» Stored data entries
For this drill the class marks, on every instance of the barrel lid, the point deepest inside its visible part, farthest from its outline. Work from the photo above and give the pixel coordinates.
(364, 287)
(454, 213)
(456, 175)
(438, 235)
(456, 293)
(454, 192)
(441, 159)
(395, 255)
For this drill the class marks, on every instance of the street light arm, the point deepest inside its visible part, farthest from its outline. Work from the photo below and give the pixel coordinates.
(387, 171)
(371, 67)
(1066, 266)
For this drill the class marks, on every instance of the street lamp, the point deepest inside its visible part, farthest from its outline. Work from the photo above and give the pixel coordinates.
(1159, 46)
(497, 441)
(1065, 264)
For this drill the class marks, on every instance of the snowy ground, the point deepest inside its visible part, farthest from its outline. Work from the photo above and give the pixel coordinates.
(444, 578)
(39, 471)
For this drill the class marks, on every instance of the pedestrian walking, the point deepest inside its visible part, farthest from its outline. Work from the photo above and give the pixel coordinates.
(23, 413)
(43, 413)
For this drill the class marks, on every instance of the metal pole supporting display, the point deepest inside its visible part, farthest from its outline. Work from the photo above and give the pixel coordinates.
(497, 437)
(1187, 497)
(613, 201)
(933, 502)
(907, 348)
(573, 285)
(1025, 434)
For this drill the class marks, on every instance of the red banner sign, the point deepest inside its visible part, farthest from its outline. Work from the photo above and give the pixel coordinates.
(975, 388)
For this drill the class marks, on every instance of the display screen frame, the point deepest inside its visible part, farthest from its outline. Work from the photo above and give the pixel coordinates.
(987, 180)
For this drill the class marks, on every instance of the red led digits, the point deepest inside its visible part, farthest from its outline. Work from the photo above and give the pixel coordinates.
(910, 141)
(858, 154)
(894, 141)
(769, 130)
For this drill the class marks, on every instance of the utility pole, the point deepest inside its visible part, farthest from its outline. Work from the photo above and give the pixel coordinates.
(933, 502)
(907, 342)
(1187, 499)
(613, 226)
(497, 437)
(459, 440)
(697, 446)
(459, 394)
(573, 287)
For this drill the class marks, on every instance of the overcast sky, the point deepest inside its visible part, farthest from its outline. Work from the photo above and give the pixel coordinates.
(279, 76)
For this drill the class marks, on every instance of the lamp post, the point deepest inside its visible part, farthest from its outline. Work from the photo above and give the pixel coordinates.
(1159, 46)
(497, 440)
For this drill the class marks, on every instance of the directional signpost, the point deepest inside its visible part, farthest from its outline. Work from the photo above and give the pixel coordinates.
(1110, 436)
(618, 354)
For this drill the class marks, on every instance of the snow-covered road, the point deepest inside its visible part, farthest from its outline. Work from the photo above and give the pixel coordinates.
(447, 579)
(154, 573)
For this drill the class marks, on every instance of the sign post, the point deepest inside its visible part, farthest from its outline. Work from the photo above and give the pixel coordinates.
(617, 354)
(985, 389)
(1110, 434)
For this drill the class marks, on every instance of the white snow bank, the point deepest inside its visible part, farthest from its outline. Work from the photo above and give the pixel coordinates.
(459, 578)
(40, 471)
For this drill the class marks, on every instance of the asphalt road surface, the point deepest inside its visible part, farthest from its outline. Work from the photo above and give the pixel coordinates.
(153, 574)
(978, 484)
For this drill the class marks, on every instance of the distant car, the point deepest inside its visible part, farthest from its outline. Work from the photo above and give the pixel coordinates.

» WRITTEN PROBLEM
Return the lines of the entries above without any changes, beginning at the first line and stopping after the line that contains "(1065, 264)".

» THE RESULT
For this drill the class marks, on every instance of the barrel lid, the point deepest inside its visible part, farthest from its outline. Work from the photo above and give the pixel coordinates.
(364, 287)
(454, 213)
(456, 175)
(438, 235)
(456, 293)
(454, 192)
(441, 159)
(395, 255)
For this drill the class marks, on every instance of the street light arm, the point deepest inside its visible part, farthest from its outline. Work from the photo below and give the pixel coordinates.
(387, 171)
(371, 67)
(1066, 266)
For this drill the class marks, on every instance of the street lamp, the point deepest inside its visible part, farthest from its outline. Work from the photo above and give the pixel coordinates.
(1159, 46)
(497, 441)
(1065, 264)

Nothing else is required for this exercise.